YOUR TASK —
Make an exact copy of every entry below, with the pictures left out.

Records contained in a dataset:

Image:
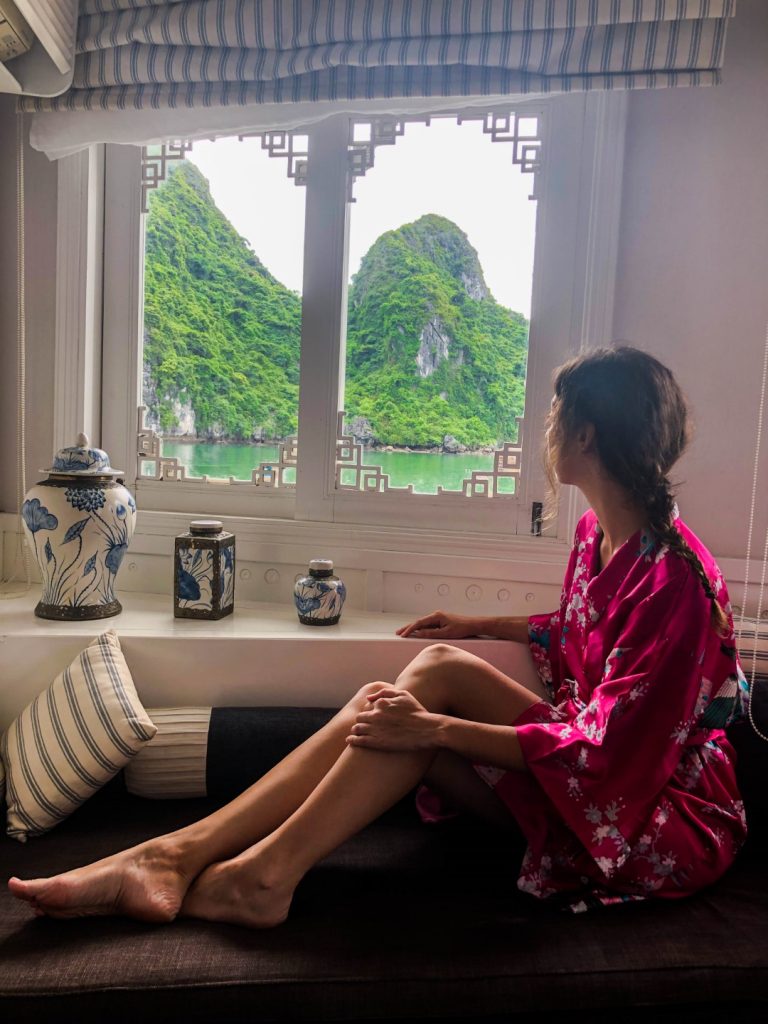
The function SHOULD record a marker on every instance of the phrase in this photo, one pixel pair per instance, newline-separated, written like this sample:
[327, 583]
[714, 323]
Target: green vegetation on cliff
[221, 335]
[429, 350]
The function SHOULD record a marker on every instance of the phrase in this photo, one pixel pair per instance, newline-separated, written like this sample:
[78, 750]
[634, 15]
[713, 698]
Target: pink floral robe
[628, 794]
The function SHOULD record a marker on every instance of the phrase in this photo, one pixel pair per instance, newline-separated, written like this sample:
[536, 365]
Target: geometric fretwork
[521, 129]
[155, 160]
[270, 475]
[293, 145]
[484, 482]
[365, 135]
[350, 457]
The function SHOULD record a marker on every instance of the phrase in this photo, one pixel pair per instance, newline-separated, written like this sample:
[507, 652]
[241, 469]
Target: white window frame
[100, 240]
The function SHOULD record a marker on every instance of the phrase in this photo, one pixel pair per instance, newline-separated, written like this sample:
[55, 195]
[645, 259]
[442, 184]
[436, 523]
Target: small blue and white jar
[79, 523]
[204, 571]
[320, 596]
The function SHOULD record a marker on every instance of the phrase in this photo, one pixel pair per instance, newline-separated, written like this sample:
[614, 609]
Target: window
[568, 152]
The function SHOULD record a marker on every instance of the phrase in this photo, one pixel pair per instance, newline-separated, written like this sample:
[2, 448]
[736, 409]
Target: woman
[624, 786]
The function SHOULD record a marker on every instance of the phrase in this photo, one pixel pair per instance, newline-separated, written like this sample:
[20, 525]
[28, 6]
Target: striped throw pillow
[72, 739]
[173, 765]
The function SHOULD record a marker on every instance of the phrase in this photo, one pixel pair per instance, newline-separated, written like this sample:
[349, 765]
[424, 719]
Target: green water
[425, 471]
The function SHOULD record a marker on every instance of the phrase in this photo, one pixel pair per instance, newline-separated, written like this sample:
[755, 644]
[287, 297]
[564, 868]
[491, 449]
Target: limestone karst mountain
[429, 351]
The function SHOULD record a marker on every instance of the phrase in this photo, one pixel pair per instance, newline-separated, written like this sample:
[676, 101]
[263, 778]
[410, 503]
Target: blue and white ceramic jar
[79, 522]
[204, 571]
[320, 596]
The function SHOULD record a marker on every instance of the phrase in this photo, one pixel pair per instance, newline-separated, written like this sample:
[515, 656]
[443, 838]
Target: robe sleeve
[544, 637]
[604, 764]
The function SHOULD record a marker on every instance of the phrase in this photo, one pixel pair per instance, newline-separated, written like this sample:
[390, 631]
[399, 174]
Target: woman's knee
[360, 698]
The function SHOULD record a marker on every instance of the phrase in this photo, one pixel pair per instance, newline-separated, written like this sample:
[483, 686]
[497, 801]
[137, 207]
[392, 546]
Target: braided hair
[641, 429]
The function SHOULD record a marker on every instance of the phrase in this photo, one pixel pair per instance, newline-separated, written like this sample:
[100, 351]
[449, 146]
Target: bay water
[426, 471]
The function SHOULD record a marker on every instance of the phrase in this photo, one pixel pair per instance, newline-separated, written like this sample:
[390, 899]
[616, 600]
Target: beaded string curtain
[134, 54]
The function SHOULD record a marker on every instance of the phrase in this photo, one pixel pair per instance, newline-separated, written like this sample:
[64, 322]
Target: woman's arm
[480, 742]
[396, 721]
[445, 626]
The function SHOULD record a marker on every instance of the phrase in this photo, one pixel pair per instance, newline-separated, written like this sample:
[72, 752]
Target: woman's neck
[619, 517]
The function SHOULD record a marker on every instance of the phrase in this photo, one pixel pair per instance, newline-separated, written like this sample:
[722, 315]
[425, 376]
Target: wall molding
[77, 381]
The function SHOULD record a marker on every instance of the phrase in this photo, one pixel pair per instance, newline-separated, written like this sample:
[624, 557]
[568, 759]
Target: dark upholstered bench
[404, 922]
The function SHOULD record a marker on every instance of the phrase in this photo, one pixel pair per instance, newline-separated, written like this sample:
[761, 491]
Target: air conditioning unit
[37, 46]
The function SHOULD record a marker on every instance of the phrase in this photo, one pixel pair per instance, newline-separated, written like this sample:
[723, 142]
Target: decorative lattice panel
[521, 130]
[487, 483]
[270, 474]
[350, 461]
[293, 147]
[155, 161]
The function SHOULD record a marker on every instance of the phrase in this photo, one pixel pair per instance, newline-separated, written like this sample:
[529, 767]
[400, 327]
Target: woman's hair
[640, 420]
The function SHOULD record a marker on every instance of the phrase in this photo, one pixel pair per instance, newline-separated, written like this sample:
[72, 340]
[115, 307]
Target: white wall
[693, 268]
[692, 281]
[41, 268]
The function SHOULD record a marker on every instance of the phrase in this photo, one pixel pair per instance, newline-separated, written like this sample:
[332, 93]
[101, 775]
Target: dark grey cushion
[403, 922]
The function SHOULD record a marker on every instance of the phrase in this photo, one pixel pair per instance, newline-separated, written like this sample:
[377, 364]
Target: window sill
[261, 654]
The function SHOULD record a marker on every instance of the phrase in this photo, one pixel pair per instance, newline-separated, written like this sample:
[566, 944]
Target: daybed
[404, 922]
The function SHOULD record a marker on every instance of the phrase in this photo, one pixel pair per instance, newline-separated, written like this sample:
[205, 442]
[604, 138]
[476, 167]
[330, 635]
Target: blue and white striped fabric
[170, 53]
[72, 739]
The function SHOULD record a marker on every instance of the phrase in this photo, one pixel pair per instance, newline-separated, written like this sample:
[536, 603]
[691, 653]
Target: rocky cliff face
[430, 352]
[221, 334]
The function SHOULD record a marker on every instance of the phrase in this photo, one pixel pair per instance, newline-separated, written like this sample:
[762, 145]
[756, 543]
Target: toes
[27, 890]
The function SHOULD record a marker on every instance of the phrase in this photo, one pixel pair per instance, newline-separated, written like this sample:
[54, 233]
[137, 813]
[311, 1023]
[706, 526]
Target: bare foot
[144, 883]
[240, 892]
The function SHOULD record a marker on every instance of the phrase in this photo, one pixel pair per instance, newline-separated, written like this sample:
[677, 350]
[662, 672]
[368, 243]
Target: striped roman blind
[134, 54]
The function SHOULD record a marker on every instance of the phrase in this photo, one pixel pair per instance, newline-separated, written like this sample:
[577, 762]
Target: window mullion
[324, 317]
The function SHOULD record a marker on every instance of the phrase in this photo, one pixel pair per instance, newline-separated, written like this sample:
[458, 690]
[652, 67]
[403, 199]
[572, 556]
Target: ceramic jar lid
[206, 527]
[324, 565]
[82, 460]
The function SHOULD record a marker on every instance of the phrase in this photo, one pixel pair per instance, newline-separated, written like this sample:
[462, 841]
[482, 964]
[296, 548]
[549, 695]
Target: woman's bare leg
[256, 888]
[150, 881]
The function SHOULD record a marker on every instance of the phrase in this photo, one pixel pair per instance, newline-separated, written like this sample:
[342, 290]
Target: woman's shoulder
[586, 526]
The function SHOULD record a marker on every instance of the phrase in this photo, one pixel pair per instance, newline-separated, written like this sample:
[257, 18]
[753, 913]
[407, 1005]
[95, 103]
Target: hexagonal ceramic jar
[320, 596]
[79, 523]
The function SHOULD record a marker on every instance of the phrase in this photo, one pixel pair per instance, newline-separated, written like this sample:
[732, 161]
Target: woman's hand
[395, 721]
[441, 626]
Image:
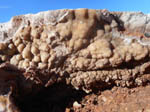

SOLUTION FOR THIS TASK —
Image:
The function SHOULD record a marker on every instance of the phrase in this photo, one pixel pair per instance, newline-separated, written like this sample:
[327, 583]
[714, 323]
Target: green vegetation on cliff
[221, 335]
[429, 350]
The function SHOULD record a marker on every instance of the phrase in this photo, one pixel pair per instance, newline-separated, written like this sample:
[78, 750]
[634, 15]
[713, 698]
Target: pink floral robe
[628, 794]
The function SHOULD record a marker on every instance of the phrase in this photo, one pixel pair per instance, newline-separated, written like this sample:
[536, 365]
Target: geometric fretwork
[521, 129]
[155, 160]
[270, 475]
[293, 145]
[484, 482]
[365, 135]
[350, 457]
The function SHOULD record a marker on every instance of the phrase in this photo, one pixel pair per instance, newline-separated, written like this sample:
[507, 652]
[241, 469]
Target: white window frame
[100, 240]
The function SHOULD record a marker on every instance of the phrase in this photo, one pixel pair per instance, newline-separated, written like this sample:
[55, 195]
[645, 259]
[442, 184]
[436, 523]
Target: small blue and white jar
[79, 523]
[204, 571]
[320, 596]
The function SHOULD record a marker on every instance of the phrase in this photo, one pixel pair per instance, newline-separated, written like this sample:
[614, 609]
Target: window
[568, 152]
The function SHOULD record a marker on every instance of the phrase in this photo, one pixel pair per instance, newline-separated, written like this sample:
[2, 448]
[736, 409]
Target: woman
[624, 786]
The function SHOULD record a marker on every instance of the phrase in this photo, one pixel pair per instance, newline-separated, written like this sample:
[20, 525]
[28, 6]
Target: striped throw pillow
[72, 739]
[173, 765]
The function SHOULD record a marker on every instance of the phrase in this photo, one pixel pair per instance, newline-separated, written like this sample:
[349, 765]
[424, 719]
Target: green water
[425, 471]
The function SHOULD record a marker on every instance of the phrase in this photo, one pixel pair per instance, newline-separated, written like this sample:
[755, 644]
[287, 297]
[564, 868]
[491, 449]
Target: limestone karst mountain
[429, 351]
The function SHOULD record a marker on every instance of the phrase in this photo, one pixel pair per instance, newline-separated, written like this sample:
[676, 101]
[263, 778]
[410, 503]
Target: blue and white ceramic jar
[79, 522]
[204, 571]
[320, 596]
The function SHOULD record a marker on every instance of the phrase in this photo, one pixel pair per instance, newline-separated, written like this sample:
[515, 656]
[443, 838]
Target: robe sleeve
[544, 637]
[604, 764]
The function SHOULD record a marker on every instance of the phrase in this photo, one pixel pair per instance, newline-separated, written like this sample:
[390, 631]
[399, 174]
Target: woman's knee
[360, 698]
The function SHOULD record a marker on every instance of the phrase in this photo, one pixel pair per instance, newline-separated, written like this sample:
[483, 686]
[497, 801]
[137, 207]
[392, 546]
Target: braided hair
[641, 429]
The function SHOULD record a marker on every instance of the phrase in this photo, one pixel pair per instance, newline-separated, written like this sample:
[100, 351]
[449, 146]
Target: bay water
[426, 471]
The function SHOULD record a marker on every instance of the phrase in this photo, one pixel pair per instance, newline-separated, written like this sample:
[390, 899]
[616, 600]
Target: beaded string curtain
[134, 54]
The function SHOULD record a marker on every instance of the phrase in this photo, one pixel pair per instance, newline-separated, written like this sample:
[64, 322]
Target: woman's arm
[480, 742]
[396, 721]
[445, 626]
The function SHOULD record a marker on every instance of the phrase in this photo, one pixel pair per instance, newline-separated, written like this sample:
[72, 752]
Target: woman's neck
[619, 517]
The function SHOULD record a marker on every instance of the phrase in this photo, one pixel pair per instance, newline-separated, written like this sample:
[722, 315]
[425, 376]
Target: wall molding
[77, 381]
The function SHOULD record a marker on every instance of the phrase in this photo, one pixel pair per instance, newline-separated, written like this sample:
[624, 557]
[568, 759]
Target: dark upholstered bench
[404, 922]
The function SHOULD record a marker on every instance of the phrase in this photo, one pixel pair per instance, newline-separated, written like this sample:
[761, 491]
Target: air conditioning unit
[37, 46]
The function SHOULD record a marker on every instance of the phrase in this photo, one pixel pair per instance, newline-separated, written like this sample:
[723, 142]
Target: decorative lattice panel
[521, 130]
[487, 483]
[270, 474]
[350, 461]
[293, 147]
[155, 161]
The function SHOULD record a marker on every instance of the phrase in this photo, one pixel pair per instance, newline-separated, written like this sample:
[529, 767]
[400, 327]
Target: woman's hair
[640, 420]
The function SHOULD record a marker on every instance of the phrase in this photo, one pixel pair per instance, newline-separated, written like this sample:
[72, 340]
[115, 307]
Target: white wall
[693, 268]
[692, 281]
[41, 268]
The function SHOULD record a marker on every instance of the phrase in this photo, one pixel pair per instance, newline-separated, written like this sample:
[332, 93]
[101, 775]
Target: dark grey cushion
[403, 922]
The function SHOULD record a marker on every instance of the phrase in this photo, one pixel pair per instance, newline-separated, written like this sample:
[377, 364]
Target: window sill
[261, 654]
The function SHOULD record a marker on every instance of the phrase in this photo, one pixel pair per instance, newline-separated, written like this sample:
[566, 944]
Target: daybed
[404, 922]
The function SHOULD record a marker on every instance of the phrase in this photo, one pixel pair per instance, newline-separated, written like this sample:
[205, 442]
[604, 138]
[476, 167]
[330, 635]
Target: blue and white striped fabric
[170, 53]
[72, 739]
The function SHOULD record a marker on every instance of the phrase in this photo, one pixel pair per instance, newline-separated, written like this sample:
[536, 603]
[691, 653]
Target: rocky cliff face
[430, 352]
[221, 334]
The function SHOULD record a marker on every instance of the phrase in this photo, one pixel pair per instance, newline-separated, written like this sample:
[762, 145]
[756, 543]
Target: toes
[27, 890]
The function SHOULD record a marker on every instance of the phrase in this photo, one pixel pair per instance, newline-separated, written like this sample:
[54, 233]
[137, 813]
[311, 1023]
[706, 526]
Target: bare foot
[144, 883]
[240, 892]
The function SHOULD record a marker on every instance of the phrase in this photo, one pixel pair per instance, newline-separated, written like this sample:
[677, 350]
[662, 672]
[368, 243]
Target: striped roman blind
[134, 54]
The function SHOULD record a marker on every instance of the phrase in this photo, one pixel pair per instance, newline-separated, written like this sample:
[577, 762]
Target: window mullion
[324, 317]
The function SHOULD record a marker on every instance of the phrase in this photo, one pixel pair per instance, newline-separated, written like this sample:
[458, 690]
[652, 67]
[403, 199]
[572, 556]
Target: ceramic jar lid
[206, 527]
[324, 565]
[82, 460]
The function SHOULD record a marker on every instance of the phrase in this photo, one pixel pair per instance, newline-separated, written like this sample:
[462, 841]
[482, 964]
[296, 548]
[549, 695]
Target: woman's bare leg
[256, 888]
[150, 881]
The function SHOULD record a marker on every instance of the phrase in this photo, one pixel pair per instance, newline-separated, written like this sample:
[342, 290]
Target: woman's shoulder
[586, 526]
The function SHOULD record a marker on every instance of the phrase in this photo, one pixel pair per instance, newline-separated, written like this sample:
[257, 18]
[753, 913]
[407, 1005]
[95, 103]
Target: hexagonal ceramic jar
[320, 596]
[79, 523]
The function SHOULD record a marker on every instance of the phrase in this photo, one pixel pair per instance, newline-separated, written like this sample:
[732, 161]
Target: woman's hand
[395, 721]
[441, 626]
Image:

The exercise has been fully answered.